### [REQUIRED ACTION]
Extract the listing in its entirety, keeping each line identical to the original.

===============

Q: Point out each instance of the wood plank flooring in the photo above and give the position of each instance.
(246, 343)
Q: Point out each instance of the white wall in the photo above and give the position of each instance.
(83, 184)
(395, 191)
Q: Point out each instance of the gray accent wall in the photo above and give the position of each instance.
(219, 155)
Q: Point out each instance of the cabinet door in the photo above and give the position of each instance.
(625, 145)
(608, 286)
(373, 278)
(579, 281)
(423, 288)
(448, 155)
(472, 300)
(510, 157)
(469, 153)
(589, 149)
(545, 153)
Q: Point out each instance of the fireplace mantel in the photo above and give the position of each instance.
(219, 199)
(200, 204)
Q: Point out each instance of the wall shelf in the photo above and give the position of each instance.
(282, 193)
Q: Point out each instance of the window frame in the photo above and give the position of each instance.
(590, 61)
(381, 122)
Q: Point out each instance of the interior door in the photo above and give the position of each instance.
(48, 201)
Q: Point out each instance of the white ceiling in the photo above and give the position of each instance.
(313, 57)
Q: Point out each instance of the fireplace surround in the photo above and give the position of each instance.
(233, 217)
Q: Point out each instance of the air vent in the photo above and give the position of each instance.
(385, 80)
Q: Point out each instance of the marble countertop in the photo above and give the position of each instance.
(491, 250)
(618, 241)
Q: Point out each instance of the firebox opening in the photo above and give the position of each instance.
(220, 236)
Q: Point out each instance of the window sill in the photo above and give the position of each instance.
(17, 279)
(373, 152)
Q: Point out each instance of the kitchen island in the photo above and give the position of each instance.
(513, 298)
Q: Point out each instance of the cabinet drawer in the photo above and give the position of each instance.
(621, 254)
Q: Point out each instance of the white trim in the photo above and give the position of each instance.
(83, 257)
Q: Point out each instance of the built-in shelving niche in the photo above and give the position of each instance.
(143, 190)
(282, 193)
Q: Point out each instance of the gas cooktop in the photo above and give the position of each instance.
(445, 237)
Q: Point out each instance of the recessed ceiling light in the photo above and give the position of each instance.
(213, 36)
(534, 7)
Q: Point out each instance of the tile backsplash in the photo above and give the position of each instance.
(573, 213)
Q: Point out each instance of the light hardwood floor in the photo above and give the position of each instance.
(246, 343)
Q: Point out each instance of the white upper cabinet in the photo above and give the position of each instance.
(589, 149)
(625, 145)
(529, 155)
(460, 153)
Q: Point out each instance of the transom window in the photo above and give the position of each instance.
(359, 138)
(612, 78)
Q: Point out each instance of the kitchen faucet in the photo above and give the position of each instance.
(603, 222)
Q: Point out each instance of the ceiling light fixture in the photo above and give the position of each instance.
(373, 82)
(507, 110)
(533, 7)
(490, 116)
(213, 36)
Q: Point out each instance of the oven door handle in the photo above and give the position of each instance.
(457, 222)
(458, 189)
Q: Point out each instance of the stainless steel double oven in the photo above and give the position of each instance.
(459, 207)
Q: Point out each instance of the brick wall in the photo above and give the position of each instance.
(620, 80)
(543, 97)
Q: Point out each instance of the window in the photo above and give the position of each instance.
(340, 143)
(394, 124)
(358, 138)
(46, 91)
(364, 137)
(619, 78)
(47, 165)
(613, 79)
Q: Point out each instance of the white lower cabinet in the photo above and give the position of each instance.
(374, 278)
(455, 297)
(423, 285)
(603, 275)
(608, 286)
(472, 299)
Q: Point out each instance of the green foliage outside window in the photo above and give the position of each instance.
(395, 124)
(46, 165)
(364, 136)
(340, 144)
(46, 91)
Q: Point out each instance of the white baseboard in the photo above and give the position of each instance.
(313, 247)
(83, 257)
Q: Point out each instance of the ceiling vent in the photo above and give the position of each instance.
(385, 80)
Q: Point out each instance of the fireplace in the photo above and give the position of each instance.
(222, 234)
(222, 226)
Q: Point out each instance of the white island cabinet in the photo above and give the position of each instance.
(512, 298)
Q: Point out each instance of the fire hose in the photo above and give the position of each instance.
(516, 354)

===============

### [ANSWER SPACE]
Q: Point out each instance of the wood plank flooring in the photo above and give the position of each instance.
(246, 343)
Q: Point out each instance of the white wall in the photo above and give the position of each instance.
(83, 184)
(395, 191)
Q: Point out each instance of the gray accent wall in the photo above and give the position of each instance.
(219, 155)
Q: Point out each instance of the cabinet door in the photo above and give the position of each instance.
(625, 145)
(608, 286)
(373, 278)
(579, 281)
(423, 288)
(448, 155)
(472, 300)
(510, 157)
(469, 153)
(589, 149)
(545, 153)
Q: Point out each instance of the fireplace mantel in the photo above and give the position of each instance.
(219, 199)
(200, 204)
Q: Point out each instance of the wall shelf in the photo above and give the position of each instance.
(282, 193)
Q: Point out each instance of the window frame in the photo above and give the position of each instance.
(590, 61)
(381, 122)
Q: Point out each instance of the interior door in the photo above and give the position of each instance.
(48, 201)
Q: Point out each instance of the white ceiling in the photo above and give the position of each instance.
(313, 57)
Q: Point out each instance of the fireplace surround in the photo above and give the position of each instance.
(233, 217)
Q: Point out each instance of the air vent in the photo above and give the position of each instance.
(385, 80)
Q: Point out each instance of the marble countertop in the photo above and give the position of each instance.
(491, 250)
(618, 241)
Q: Point out each instance of the firebox opening in the photo above and give the position of each instance.
(220, 236)
Q: Point out each instance of the window sill in the photo above and give the position of each instance.
(17, 279)
(373, 152)
Q: Point out each instance of the kitchen island in the photo above and give the position of each instance.
(513, 298)
Q: Point out each instance of the cabinet drawer in the photo above and give the position of each instance.
(621, 254)
Q: Point out each instance of the white trim in the photo above and give the position of each instance.
(83, 257)
Q: Point out each instance of the built-in shelving niche in the photo above and give the position of each instance.
(143, 190)
(282, 193)
Q: Point out each instance of the gas cooktop in the photo above and give the position of each instance.
(445, 237)
Q: Point out each instance of the recessed ceiling light in the photo above and give the position of each instance.
(213, 36)
(534, 7)
Q: Point out each instance of the tile backsplash in the photo above and give the position of each instance.
(573, 213)
Q: Point out each instance of the light hardwood floor in the photo above and give the position of each instance.
(246, 343)
Q: Point out each instance of the white upper cabinet in the photo above and give the position of each instance.
(589, 149)
(625, 145)
(529, 155)
(460, 153)
Q: Point out each instance of the transom window in the photo above and give the position of each instance.
(359, 138)
(612, 78)
Q: Point out each instance of the kitchen faucet in the photo above and give the position of each instance.
(603, 222)
Q: Point out each instance of the ceiling light fixture in the photo above and give the position of each instance.
(373, 82)
(507, 110)
(533, 7)
(490, 116)
(213, 36)
Q: Point out each instance of the oven door handle in the photo above and give the position of each instance.
(457, 222)
(458, 189)
Q: Point out each instance of the stainless steel double oven in the photo above and give the position of each instance.
(459, 207)
Q: Point out each instance of the brick wall in the photo above and give the position of each instance.
(620, 80)
(543, 97)
Q: Point out each instance of the window in the photo above and give the position of each instance.
(340, 143)
(394, 124)
(358, 138)
(46, 91)
(364, 137)
(619, 78)
(47, 165)
(613, 79)
Q: Point out each instance of the white lower cabinet in the photo above and give the position of each instance.
(374, 278)
(455, 297)
(423, 285)
(603, 275)
(608, 286)
(472, 299)
Q: Point out each instance of the green foliage outside window in the photo above and give the position of each instance.
(395, 124)
(46, 165)
(364, 136)
(340, 144)
(46, 91)
Q: Point out each instance of the white baseboard in the photo above and give the position of each instance.
(313, 247)
(83, 257)
Q: Point out each instance of the ceiling vent in the photo above and give the position of each instance.
(385, 80)
Q: Point out each instance of the fireplace in the photo above and give the position of each instance.
(222, 234)
(222, 226)
Q: Point out each instance of the white island cabinet in the photo above and give the position of each instance.
(512, 298)
Q: Point out each instance of the fire hose in the photo above and give the position of each instance.
(516, 354)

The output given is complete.